Supplied text:
* * * *

Last week, I wrote that I would continue my previous post with a follow-up to answer the last question posed to me. My commenter asked: “Regarding Jesus, what do you think Jesus means concerning sexual immorality defiling the heart in Mark 7:20-23? What sexual immorality would He have in mind and how would we know what He meant?”

First of all, you will notice that the verses that I quote above are Mark 7:14-23, not just Mark 7:20-23, because I wanted to present the wider context of what Jesus was saying. What is the key to living a life of truth and purity in Christ? Is it following the traditions of the church? No. Jesus in this section showed that purity in Christianity was not an outward thing but a matter of the heart.

Jesus had just scolded the Pharisees for following their traditions rather than following the word of God. In fact they gave such importance to their traditions that they completely negated the word of God, which was leading people astray. Jesus showed the error of their ways and then went on to correct them.

* * * *

Rows:
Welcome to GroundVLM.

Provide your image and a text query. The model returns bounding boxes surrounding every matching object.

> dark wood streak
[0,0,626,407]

* * * *

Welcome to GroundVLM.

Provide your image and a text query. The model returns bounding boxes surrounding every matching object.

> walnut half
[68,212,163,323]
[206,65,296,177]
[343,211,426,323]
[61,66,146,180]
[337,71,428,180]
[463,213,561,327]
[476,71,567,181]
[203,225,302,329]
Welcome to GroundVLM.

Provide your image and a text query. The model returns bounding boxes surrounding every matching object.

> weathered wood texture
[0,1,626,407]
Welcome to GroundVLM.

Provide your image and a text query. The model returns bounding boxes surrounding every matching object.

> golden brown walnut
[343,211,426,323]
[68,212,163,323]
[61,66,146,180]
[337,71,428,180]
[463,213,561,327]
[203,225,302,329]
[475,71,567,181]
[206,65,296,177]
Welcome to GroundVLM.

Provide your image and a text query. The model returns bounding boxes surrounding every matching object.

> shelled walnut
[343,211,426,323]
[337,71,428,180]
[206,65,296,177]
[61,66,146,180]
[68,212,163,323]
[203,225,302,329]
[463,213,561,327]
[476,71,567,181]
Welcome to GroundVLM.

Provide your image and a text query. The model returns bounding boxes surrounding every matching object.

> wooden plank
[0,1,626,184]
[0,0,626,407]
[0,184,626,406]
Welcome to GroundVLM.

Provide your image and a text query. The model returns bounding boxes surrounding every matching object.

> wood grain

* * * *

Instructions for the task:
What comes next in the passage on Jesus's teaching about purity in Mark 7? Continue it from its final sentence.

Answer for this exercise:
The argument came up over the washing of hands before eating. This was a tradition the Pharisees were teaching and were annoyed because the disciples of Jesus were not following their tradition. In showing the error of their argument, Jesus said to all the people that, “Hear me, all of you, and understand: there is nothing outside a man which by going into him can defile him; but the things which come out of a man are what defile him.” (Verses 14-15)

A person is not defiled by eating without washing their hands, at least not in the sight of God. A person is defiled when they behave poorly towards their fellow man. Real defilement is a matter of behavior not food. When someone behaves badly towards another they are showing a lack of respect and of love for that person. The basis of both the old and new covenants is love. So when a person acts in opposition to love, they are defiled for they are not acting in accordance with the nature and the will of God.

To eat with unwashed hands could make you sick physically, but it will neither commend nor cause your rejection before God. He does not care whether we wash our hands to eat or not. The old saying that “Cleanliness is next to godliness,” is completely wrong. What will cause you to be defiled is anger, wrath, malice, evil behavior, fornication, licentiousness, adultery, murder, deceit and so on. These are the true blots and blemishes on the character of man.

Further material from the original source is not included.